«… Ecco, io faccio nuove tutte le cose. (…) E’ compiuto. Io sono l’alfa e l’omega, il principio e la fine. A chi ha sete, io darò gratuitamente della fonte dell’acqua della vita. Chi vince erediterà queste cose, io gli sarò dio ed egli mi sarà figlio»
Queste parole stanno fra la visione di “un nuovo cielo e una nuova terra”, destinati a sostituire quelli contemporanei, e quella della nuova Gerusalemme, l’abitazione destinata all’umanità futura. Dio ha il potere di fare “ogni cosa nuova”: Dio rinnova la nostra esistenza; le nostre relazioni; apre nuovi confini, predispone il superamento dei nostri limiti; ci aiuta a risollevarci dalle nostre cadute; guarisce le nostre ferite; ci richiama alla vita ogni volta, che ci neghiamo al futuro che sta in nostra attesa. E questo, non alla fine di chissà quali tempi, ma già da ora e da dove stiamo vivendo oggi.

****************

_Cosa farai_:
1. Elenca i verbi con cui il brano, dopo le parole "Dio ha il potere di fare “ogni cosa nuova”:", descrive ciò che Dio fa.
2. Ricopia il brano a partire da "Queste parole stanno" e terminando con "stiamo vivendo oggi.".

Elementi del dataset:
****************

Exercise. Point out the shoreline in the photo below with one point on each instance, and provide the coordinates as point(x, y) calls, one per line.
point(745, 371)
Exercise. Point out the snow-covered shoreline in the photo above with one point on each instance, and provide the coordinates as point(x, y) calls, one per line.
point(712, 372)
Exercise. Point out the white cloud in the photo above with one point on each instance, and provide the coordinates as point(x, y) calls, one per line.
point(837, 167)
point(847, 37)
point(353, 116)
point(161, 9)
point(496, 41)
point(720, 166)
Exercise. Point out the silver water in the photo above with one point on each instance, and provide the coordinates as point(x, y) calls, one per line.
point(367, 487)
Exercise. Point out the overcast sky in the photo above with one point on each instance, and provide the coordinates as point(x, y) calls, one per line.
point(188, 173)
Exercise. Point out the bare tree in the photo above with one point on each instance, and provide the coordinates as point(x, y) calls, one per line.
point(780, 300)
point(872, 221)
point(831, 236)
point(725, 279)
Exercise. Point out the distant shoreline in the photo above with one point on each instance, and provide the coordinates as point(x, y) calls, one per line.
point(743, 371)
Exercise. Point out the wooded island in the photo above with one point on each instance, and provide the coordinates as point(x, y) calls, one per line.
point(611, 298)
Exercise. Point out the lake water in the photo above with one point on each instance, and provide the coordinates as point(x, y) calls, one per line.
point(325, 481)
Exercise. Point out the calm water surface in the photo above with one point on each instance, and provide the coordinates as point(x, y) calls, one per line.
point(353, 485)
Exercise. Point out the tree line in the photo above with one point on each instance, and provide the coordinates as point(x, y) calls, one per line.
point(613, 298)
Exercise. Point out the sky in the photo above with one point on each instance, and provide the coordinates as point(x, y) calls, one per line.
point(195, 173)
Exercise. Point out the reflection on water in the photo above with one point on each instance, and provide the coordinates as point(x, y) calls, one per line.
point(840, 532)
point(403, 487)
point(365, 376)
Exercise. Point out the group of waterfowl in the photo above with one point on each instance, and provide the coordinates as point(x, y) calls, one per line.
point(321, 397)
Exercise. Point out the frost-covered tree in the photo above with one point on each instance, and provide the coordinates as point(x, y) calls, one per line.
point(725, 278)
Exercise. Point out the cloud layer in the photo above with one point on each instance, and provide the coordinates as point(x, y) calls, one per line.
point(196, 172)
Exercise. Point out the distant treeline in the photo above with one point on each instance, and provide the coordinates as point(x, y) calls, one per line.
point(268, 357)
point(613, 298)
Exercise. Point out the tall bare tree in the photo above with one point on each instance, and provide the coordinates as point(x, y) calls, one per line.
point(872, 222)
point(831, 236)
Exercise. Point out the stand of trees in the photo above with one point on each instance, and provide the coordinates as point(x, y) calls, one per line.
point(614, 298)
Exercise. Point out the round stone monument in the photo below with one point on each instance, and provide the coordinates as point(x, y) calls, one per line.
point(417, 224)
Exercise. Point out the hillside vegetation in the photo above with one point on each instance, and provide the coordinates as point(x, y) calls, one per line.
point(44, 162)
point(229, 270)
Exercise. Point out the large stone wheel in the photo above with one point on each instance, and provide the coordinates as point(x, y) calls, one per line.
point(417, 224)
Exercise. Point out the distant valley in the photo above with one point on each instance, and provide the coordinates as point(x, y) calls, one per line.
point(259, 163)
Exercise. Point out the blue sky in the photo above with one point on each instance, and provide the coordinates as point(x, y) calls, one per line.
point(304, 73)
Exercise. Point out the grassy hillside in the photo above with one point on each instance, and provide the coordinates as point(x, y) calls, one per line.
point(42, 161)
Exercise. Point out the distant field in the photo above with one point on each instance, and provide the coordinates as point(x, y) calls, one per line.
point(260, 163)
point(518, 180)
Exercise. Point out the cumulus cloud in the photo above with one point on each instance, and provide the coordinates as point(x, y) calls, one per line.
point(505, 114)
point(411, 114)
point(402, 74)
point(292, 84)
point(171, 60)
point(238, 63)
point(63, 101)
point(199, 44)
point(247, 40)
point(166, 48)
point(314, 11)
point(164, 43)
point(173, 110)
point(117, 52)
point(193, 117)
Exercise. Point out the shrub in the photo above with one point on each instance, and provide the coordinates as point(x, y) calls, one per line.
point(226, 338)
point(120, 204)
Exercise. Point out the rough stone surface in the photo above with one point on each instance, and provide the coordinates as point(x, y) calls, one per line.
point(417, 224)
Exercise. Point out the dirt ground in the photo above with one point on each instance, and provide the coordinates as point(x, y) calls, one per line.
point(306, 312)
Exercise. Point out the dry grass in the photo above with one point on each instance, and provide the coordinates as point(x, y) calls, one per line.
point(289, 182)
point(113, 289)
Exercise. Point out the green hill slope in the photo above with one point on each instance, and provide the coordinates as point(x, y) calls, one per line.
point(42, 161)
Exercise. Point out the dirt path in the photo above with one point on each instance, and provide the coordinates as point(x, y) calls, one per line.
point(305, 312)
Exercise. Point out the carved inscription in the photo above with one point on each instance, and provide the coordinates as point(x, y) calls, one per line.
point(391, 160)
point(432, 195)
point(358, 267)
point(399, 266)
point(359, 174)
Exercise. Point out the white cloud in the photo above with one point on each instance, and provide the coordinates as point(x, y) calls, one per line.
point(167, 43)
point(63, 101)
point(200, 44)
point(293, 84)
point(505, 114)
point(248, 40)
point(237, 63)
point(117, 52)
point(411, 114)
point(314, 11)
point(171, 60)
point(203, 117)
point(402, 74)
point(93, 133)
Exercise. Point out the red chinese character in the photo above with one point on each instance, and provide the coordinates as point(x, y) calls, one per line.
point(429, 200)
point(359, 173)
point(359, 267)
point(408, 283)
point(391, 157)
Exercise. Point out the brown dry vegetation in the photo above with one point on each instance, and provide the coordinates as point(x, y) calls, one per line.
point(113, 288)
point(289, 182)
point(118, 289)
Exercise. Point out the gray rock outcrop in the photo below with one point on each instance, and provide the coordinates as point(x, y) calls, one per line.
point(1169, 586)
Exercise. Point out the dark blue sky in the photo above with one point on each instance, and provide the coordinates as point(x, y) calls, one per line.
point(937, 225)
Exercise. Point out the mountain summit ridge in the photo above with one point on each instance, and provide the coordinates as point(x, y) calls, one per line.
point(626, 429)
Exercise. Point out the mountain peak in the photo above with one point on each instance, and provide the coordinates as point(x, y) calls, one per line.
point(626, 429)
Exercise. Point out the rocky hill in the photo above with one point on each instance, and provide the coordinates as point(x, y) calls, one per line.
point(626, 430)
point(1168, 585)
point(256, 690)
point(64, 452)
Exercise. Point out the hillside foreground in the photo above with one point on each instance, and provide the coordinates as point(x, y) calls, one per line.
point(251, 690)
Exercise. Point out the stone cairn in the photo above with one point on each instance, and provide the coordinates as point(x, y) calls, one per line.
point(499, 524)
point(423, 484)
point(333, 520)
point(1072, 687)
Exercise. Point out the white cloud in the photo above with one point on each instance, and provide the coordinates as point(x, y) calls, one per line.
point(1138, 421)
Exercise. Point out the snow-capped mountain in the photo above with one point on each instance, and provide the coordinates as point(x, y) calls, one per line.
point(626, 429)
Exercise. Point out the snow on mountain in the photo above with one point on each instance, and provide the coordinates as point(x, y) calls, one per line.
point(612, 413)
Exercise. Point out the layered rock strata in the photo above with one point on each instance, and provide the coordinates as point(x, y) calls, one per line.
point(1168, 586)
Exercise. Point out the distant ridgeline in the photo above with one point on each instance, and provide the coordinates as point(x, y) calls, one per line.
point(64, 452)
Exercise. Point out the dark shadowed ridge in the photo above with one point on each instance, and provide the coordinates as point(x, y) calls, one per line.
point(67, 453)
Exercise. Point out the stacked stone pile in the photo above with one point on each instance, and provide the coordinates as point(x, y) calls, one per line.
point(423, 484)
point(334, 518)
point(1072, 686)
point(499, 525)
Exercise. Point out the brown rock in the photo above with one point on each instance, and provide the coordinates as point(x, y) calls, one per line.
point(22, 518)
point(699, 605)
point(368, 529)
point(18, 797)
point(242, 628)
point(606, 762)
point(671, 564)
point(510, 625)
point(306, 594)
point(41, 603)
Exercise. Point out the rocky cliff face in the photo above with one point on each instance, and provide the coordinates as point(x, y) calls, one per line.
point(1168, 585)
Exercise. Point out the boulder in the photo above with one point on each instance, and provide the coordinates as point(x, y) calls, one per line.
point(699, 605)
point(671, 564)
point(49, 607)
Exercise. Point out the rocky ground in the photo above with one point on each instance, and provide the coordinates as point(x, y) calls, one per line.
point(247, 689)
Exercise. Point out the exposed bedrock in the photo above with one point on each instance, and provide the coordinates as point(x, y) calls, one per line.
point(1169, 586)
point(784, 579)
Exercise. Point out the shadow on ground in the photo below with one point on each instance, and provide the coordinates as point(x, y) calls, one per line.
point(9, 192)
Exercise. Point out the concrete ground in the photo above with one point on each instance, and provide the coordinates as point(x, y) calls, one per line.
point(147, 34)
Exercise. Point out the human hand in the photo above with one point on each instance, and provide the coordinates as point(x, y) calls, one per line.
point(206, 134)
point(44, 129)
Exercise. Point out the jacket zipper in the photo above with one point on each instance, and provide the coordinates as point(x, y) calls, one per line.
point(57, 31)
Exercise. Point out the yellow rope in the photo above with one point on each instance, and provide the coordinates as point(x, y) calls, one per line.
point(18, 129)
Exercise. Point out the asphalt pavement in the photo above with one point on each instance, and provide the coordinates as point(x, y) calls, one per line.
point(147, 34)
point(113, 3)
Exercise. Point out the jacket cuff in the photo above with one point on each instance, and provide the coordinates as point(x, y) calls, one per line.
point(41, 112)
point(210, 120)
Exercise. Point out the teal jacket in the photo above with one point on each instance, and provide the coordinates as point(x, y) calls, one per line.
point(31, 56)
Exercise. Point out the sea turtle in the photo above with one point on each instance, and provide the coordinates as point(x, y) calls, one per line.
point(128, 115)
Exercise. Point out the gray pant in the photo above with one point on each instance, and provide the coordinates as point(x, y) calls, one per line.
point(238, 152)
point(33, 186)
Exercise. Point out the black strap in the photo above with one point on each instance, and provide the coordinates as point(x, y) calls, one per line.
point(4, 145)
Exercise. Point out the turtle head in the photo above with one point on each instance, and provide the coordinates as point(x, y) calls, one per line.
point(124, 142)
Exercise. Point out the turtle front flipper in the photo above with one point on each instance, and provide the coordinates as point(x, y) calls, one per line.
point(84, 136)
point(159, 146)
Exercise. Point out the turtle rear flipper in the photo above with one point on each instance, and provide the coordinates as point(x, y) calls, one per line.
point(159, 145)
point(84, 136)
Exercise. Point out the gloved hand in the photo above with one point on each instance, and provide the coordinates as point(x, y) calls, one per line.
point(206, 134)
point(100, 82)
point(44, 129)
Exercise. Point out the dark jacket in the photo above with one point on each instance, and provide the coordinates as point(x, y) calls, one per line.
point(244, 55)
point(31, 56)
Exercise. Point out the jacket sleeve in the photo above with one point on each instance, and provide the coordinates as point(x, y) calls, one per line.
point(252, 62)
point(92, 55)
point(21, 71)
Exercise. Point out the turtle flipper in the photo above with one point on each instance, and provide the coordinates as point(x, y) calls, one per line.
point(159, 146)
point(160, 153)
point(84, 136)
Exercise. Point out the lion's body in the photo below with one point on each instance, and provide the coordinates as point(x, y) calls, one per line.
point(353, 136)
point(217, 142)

****************

_Risposte qui sotto_:
1. rinnova, apre, predispone, aiuta, guarisce, richiama

2.
Queste parole stanno fra la visione di “un nuovo cielo e una nuova terra”, destinati a sostituire quelli contemporanei, e quella della nuova Gerusalemme, l’abitazione destinata all’umanità futura. Dio ha il potere di fare “ogni cosa nuova”: Dio rinnova la nostra esistenza; le nostre relazioni; apre nuovi confini, predispone il superamento dei nostri limiti; ci aiuta a risollevarci dalle nostre cadute; guarisce le nostre ferite; ci richiama alla vita ogni volta, che ci neghiamo al futuro che sta in nostra attesa. E questo, non alla fine di chissà quali tempi, ma già da ora e da dove stiamo vivendo oggi.